» **Assignment A**: Reproduce word for word the passage of the film descriptions, everything from "Penicillin. The airplane." down to "the twentieth century.".
» **Assignment B**: Decide whether each statement agrees with the film descriptions, answering yes or no and quoting the deciding words: (i) A Science Odyssey is hosted by Charles Osgood; (ii) A Science Odyssey is a six-part series; (iii) the occasional titles in Les oursins are in English.

» **Supplied passage**:
━━━━━━━━━━━━━━━━━━━━
Sticky Sunday!

Les oursins aka Sea Urchins (1929)
A close-up look at sand urchins and rock urchins. At the seashore, a man digs up a sand urchin. We look closely. He sets it back in the sand, and it burrows out of sight. Its intestines take nutrients out of sand. Using magnification 200,000 times normal size, we see a rock urchin's spines with suckers on the end; a drawing illustrates how they work. A sea urchin walks toward a rock. We see three-fingered jaws - pedicellaria at the end of flexible stems - take in algae and other bits. We also see cilia less than 0.001 ml in length; their motion constant, creating whirlpools. On the shore again, we watch the setting sun. Occasional titles in French tell us what to watch for.


A Science Odyssey (1998)
Penicillin. The airplane. Pulsars. Organ transplants. The atomic bomb. Psychoanalysis. The Model T. DNA. Volcanoes. The computer. Apollo 8. Travel to the dramatic frontier of scientific discovery and exploration as the most astonishing 100 years of science and technology dramatically unfold with the premiere of A Science Odyssey - the journey of a century. Hosted by award-winning journalist Charles Osgood, this five-part, ten-hour series explores the sweeping changes that have revolutionized life and thinking in the twentieth century.

Each two-hour episode moves chronologically through the century, blending exciting historic adventures - full of twists and turns, suspense and surprise - with the political, economic, and cultural changes that have caused or come about because of scientific discovery. Through illuminating first-hand interviews, rare historical footage, and state-of-the-art computer animations, A Science Odyssey offers a rich behind-the-science chronicle of the century's most revolutionary scientific and technological discoveries.
━━━━━━━━━━━━━━━━━━━━
» **Data extract**:
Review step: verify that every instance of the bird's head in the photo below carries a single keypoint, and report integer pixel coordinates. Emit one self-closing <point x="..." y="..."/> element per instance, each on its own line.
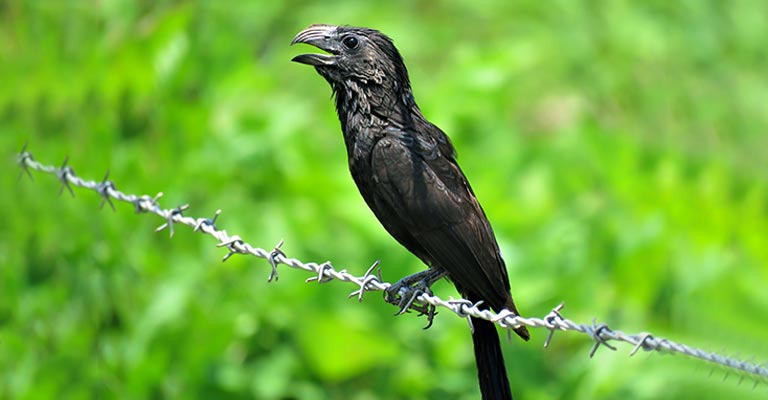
━━━━━━━━━━━━━━━━━━━━
» **Result A**:
Penicillin. The airplane. Pulsars. Organ transplants. The atomic bomb. Psychoanalysis. The Model T. DNA. Volcanoes. The computer. Apollo 8. Travel to the dramatic frontier of scientific discovery and exploration as the most astonishing 100 years of science and technology dramatically unfold with the premiere of A Science Odyssey - the journey of a century. Hosted by award-winning journalist Charles Osgood, this five-part, ten-hour series explores the sweeping changes that have revolutionized life and thinking in the twentieth century.

» **Result B**:
(i) Yes: "Hosted by award-winning journalist Charles Osgood"
(ii) No: "this five-part, ten-hour series"
(iii) No: "Occasional titles in French tell us what to watch for."